* **PROVIDED DATA**:
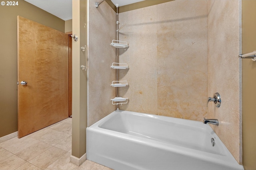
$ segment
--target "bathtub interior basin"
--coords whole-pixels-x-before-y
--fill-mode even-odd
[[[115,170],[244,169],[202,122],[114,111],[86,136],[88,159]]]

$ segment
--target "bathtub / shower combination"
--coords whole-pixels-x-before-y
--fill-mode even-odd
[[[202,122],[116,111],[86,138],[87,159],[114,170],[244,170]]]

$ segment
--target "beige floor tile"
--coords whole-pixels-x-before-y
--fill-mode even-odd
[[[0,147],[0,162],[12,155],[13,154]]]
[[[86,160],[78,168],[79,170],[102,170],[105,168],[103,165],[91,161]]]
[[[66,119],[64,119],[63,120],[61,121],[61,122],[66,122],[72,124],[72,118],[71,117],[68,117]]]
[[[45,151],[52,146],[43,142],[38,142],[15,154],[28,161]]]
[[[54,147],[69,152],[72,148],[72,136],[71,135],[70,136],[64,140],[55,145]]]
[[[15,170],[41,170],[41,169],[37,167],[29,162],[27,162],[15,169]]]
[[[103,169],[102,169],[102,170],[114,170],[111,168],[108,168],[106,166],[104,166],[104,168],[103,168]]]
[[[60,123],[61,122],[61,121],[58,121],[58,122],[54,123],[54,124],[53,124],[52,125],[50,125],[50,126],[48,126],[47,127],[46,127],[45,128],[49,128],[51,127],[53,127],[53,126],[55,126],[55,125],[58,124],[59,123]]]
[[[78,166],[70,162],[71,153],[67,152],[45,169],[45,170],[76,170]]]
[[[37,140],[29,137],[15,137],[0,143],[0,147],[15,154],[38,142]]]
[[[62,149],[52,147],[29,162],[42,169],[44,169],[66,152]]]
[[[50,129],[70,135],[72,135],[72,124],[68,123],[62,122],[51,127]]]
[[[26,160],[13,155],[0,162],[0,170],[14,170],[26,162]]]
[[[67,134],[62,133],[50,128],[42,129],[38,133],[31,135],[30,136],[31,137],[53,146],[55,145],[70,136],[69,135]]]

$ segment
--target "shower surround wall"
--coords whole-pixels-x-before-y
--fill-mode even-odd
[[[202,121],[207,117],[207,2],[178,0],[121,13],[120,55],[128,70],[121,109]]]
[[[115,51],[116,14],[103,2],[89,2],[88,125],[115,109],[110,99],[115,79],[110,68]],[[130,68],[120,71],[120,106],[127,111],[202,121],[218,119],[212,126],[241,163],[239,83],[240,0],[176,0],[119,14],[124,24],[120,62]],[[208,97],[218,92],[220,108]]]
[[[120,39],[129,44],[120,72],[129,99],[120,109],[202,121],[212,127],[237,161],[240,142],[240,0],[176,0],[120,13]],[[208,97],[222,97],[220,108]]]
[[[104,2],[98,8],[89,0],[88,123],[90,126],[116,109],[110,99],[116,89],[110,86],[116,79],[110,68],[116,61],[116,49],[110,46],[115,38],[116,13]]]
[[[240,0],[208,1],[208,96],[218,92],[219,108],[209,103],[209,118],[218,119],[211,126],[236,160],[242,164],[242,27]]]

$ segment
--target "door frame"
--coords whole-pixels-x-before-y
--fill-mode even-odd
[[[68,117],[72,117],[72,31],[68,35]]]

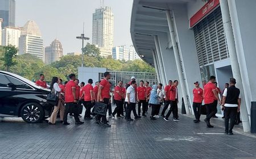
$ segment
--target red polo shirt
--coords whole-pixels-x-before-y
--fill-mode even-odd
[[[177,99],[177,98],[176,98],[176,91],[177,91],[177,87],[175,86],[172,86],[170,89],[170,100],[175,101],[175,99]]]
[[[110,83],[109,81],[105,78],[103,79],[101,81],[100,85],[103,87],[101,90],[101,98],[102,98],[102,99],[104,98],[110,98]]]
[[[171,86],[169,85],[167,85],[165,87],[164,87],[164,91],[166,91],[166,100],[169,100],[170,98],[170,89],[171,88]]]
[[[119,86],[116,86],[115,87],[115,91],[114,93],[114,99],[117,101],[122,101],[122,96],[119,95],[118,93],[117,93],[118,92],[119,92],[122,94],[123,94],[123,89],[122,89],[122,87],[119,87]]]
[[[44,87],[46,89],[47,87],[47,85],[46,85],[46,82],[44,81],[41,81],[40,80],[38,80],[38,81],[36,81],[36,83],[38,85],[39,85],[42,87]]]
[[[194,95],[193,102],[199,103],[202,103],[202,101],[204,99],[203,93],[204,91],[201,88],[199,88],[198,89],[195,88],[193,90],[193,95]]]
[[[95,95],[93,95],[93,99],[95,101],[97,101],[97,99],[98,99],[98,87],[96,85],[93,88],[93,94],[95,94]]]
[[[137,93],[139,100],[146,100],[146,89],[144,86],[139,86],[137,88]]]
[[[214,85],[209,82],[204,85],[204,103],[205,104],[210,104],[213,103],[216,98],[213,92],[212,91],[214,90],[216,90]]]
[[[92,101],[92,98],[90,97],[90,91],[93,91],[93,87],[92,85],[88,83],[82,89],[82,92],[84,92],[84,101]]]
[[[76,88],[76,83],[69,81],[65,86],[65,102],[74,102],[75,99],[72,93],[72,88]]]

* **GIVEN TASK**: Copy every one of the records above character for character, omitting the pictures.

* **COMPLETE OUTPUT**:
$ segment
--target "bathtub interior basin"
--coords whole-pixels-x-before-y
--fill-mode even-odd
[[[115,170],[244,169],[202,122],[114,111],[86,136],[88,159]]]

$ segment
--target "bathtub / shower combination"
--coords whole-pixels-x-before-y
--fill-mode even-odd
[[[202,122],[116,111],[86,138],[87,159],[114,170],[244,170]]]

$ segment
--target "beige floor tile"
--coords whole-pixels-x-before-y
--fill-mode even-odd
[[[0,147],[0,162],[12,155],[13,154]]]
[[[86,160],[78,168],[79,170],[102,170],[105,168],[103,165],[91,161]]]
[[[66,119],[64,119],[63,120],[61,121],[61,122],[66,122],[72,124],[72,118],[71,117],[68,117]]]
[[[45,151],[52,146],[43,142],[38,142],[15,154],[28,161]]]
[[[54,147],[69,152],[72,148],[72,136],[71,135],[70,136],[64,140],[55,145]]]
[[[15,170],[41,170],[41,169],[37,167],[29,162],[27,162],[15,169]]]
[[[103,169],[102,169],[102,170],[114,170],[111,168],[108,168],[106,166],[104,166],[104,168],[103,168]]]
[[[60,123],[61,122],[61,121],[58,121],[58,122],[54,123],[54,124],[53,124],[52,125],[50,125],[50,126],[48,126],[47,127],[46,127],[45,128],[49,128],[51,127],[53,127],[53,126],[55,126],[55,125],[58,124],[59,123]]]
[[[78,166],[70,162],[71,153],[67,152],[45,169],[45,170],[76,170]]]
[[[37,140],[29,137],[15,137],[0,143],[0,147],[15,154],[38,142]]]
[[[62,149],[52,147],[29,162],[42,169],[44,169],[66,152]]]
[[[50,129],[70,135],[72,135],[72,124],[68,123],[62,122],[51,127]]]
[[[26,160],[13,155],[0,162],[0,170],[14,170],[26,162]]]
[[[67,134],[62,133],[50,128],[42,129],[38,133],[31,135],[30,136],[31,137],[53,146],[55,145],[70,136],[69,135]]]

$ segment
--target "shower surround wall"
--coords whole-pixels-x-before-y
--fill-mode even-odd
[[[202,121],[207,117],[207,2],[178,0],[121,13],[120,55],[128,70],[121,109]]]
[[[115,51],[116,14],[103,2],[89,2],[88,125],[115,109],[110,99],[115,79],[110,68]],[[130,68],[120,71],[120,106],[127,111],[202,121],[218,119],[212,126],[241,163],[239,83],[240,0],[176,0],[119,14],[124,24],[120,62]],[[208,97],[218,92],[220,108]]]
[[[120,39],[129,44],[120,72],[129,99],[120,109],[202,121],[212,127],[237,161],[240,142],[240,0],[176,0],[120,13]],[[208,97],[222,97],[220,108]]]
[[[104,2],[98,8],[89,0],[88,123],[90,126],[116,109],[110,99],[116,89],[110,86],[116,79],[110,68],[116,61],[116,49],[110,46],[115,38],[116,13]]]
[[[240,0],[208,1],[208,96],[218,92],[219,108],[209,103],[209,118],[218,119],[211,126],[236,160],[242,164],[242,27]]]

$ segment
--target "door frame"
--coords whole-pixels-x-before-y
--fill-mode even-odd
[[[68,117],[72,117],[72,31],[68,35]]]

$ segment
--target red polo shirt
--coords whole-pixels-x-before-y
--fill-mode even-odd
[[[177,99],[177,98],[176,98],[176,91],[177,91],[177,87],[175,86],[172,86],[170,89],[170,100],[175,101],[175,99]]]
[[[110,83],[109,81],[105,78],[103,79],[101,81],[100,85],[103,87],[101,90],[101,98],[102,98],[102,99],[104,98],[110,98]]]
[[[171,86],[169,85],[167,85],[165,87],[164,87],[164,91],[166,91],[166,100],[169,100],[170,98],[170,89],[171,88]]]
[[[119,86],[116,86],[115,87],[115,91],[114,93],[114,99],[117,101],[122,101],[122,96],[119,95],[118,93],[117,93],[118,92],[119,92],[122,94],[123,94],[123,89],[122,89],[122,87],[119,87]]]
[[[44,87],[46,89],[47,87],[47,85],[46,85],[46,82],[44,81],[41,81],[40,80],[38,80],[38,81],[36,81],[36,83],[38,85],[39,85],[42,87]]]
[[[194,95],[193,102],[199,103],[202,103],[202,101],[204,99],[203,93],[204,91],[201,88],[199,88],[198,89],[195,88],[193,90],[193,95]]]
[[[95,95],[93,95],[93,99],[95,101],[97,101],[97,99],[98,99],[98,87],[96,85],[93,88],[93,94],[95,94]]]
[[[137,93],[139,100],[146,100],[146,89],[144,86],[139,86],[137,88]]]
[[[214,85],[209,82],[204,85],[204,103],[205,104],[210,104],[213,103],[216,98],[213,92],[212,91],[214,90],[216,90]]]
[[[92,101],[92,98],[90,97],[90,91],[93,91],[93,87],[92,85],[88,83],[82,89],[82,92],[84,92],[84,101]]]
[[[76,88],[76,83],[69,81],[65,86],[65,102],[74,102],[75,99],[72,93],[72,88]]]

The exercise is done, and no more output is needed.